**Page excerpt**
The trade-off is the demand for water and root shade, since a hot, sunny position dries the soil fast. A vine evolved for sun is not necessarily evolved for drought, and many of the best flowering climbers come from climates with sun and regular moisture. They want the light without the bone-dry roots that a baking wall produces in midsummer.
The south wall in our trial bed taught me that full sun is half the equation and root temperature is the other half. The first summer, every vine I planted there flowered beautifully in June and then sulked through the July heat, dropping buds and looking scorched at the base. I assumed they needed more water and watered harder, which helped a little. The real fix was shading the soil. Once I mulched thickly and underplanted each climber with a low, leafy perennial to cover the root zone, the same vines sailed through the heat. Sun on the top, shade on the roots. That single change turned a difficult hot wall into the best flowering spot in the garden.

**Tasks and exercises**
a - Condense the paragraph of the excerpt on flowering climbers that begins "The south wall in our trial bed" into a short bulleted list that keeps its main facts.
b - Please quote the excerpt on flowering climbers from "The trade-off is" up to and including "produces in midsummer.".
These rows have no connection to the excerpt on flowering climbers.

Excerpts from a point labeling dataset
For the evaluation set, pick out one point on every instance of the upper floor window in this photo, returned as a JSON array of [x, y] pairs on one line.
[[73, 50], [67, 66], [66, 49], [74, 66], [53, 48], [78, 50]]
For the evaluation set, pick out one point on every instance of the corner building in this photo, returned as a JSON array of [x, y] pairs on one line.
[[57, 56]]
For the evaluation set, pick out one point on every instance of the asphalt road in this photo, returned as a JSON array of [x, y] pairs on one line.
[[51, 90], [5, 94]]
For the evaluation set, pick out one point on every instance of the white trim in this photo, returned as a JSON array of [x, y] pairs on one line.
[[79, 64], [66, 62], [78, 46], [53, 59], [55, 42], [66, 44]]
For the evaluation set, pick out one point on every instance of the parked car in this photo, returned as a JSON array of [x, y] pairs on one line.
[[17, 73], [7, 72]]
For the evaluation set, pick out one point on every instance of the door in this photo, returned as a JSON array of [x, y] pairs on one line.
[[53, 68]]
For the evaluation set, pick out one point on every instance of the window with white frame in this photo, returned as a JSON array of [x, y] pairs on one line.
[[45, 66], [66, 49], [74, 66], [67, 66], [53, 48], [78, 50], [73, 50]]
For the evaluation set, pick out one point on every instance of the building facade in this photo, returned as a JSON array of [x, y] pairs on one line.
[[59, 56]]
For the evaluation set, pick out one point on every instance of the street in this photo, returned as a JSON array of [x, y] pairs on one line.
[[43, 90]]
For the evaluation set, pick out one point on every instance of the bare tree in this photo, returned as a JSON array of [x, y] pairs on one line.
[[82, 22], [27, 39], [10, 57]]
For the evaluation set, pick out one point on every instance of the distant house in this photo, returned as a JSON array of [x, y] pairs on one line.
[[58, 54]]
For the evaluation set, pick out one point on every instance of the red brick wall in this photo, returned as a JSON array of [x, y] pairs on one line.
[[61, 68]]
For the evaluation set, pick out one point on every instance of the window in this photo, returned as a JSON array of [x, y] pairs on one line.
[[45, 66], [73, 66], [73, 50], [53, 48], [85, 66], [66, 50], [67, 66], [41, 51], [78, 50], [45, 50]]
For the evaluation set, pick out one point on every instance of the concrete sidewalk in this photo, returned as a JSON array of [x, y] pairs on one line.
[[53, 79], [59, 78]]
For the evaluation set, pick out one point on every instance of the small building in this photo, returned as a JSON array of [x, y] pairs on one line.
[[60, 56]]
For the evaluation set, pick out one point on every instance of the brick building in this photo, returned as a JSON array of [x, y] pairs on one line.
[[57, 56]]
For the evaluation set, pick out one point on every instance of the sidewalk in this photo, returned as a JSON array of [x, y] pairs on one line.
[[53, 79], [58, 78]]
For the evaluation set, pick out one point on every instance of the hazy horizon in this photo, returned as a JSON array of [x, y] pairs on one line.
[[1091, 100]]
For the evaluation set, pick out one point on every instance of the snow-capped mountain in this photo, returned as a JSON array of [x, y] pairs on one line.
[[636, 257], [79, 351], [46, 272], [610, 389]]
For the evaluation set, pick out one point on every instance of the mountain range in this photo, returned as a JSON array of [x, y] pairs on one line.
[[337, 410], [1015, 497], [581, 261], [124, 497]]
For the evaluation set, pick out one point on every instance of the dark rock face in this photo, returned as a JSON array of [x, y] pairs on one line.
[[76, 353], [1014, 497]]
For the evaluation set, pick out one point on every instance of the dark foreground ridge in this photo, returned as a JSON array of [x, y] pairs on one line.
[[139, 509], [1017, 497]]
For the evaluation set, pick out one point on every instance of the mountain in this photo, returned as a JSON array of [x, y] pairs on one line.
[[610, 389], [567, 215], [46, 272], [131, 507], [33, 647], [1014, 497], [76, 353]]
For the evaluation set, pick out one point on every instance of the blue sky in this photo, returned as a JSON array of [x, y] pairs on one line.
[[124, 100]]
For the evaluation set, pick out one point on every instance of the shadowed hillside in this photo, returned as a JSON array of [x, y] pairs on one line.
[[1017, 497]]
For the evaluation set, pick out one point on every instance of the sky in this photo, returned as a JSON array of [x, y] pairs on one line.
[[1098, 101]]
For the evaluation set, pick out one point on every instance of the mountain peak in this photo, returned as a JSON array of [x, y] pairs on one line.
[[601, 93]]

**Task responses**
a -
- Full sun is only half the equation; root temperature is the other half.
- In the first summer on the south wall of the trial bed, every vine flowered well in June but struggled in the July heat, dropping buds and looking scorched at the base.
- Watering harder helped only a little.
- The real fix was shading the soil with thick mulch and a low, leafy perennial underplanted to cover each climber's root zone.
- With sun on the top and shade on the roots, the same vines came through the heat, and the hot wall became the best flowering spot in the garden.

b -
The trade-off is the demand for water and root shade, since a hot, sunny position dries the soil fast. A vine evolved for sun is not necessarily evolved for drought, and many of the best flowering climbers come from climates with sun and regular moisture. They want the light without the bone-dry roots that a baking wall produces in midsummer.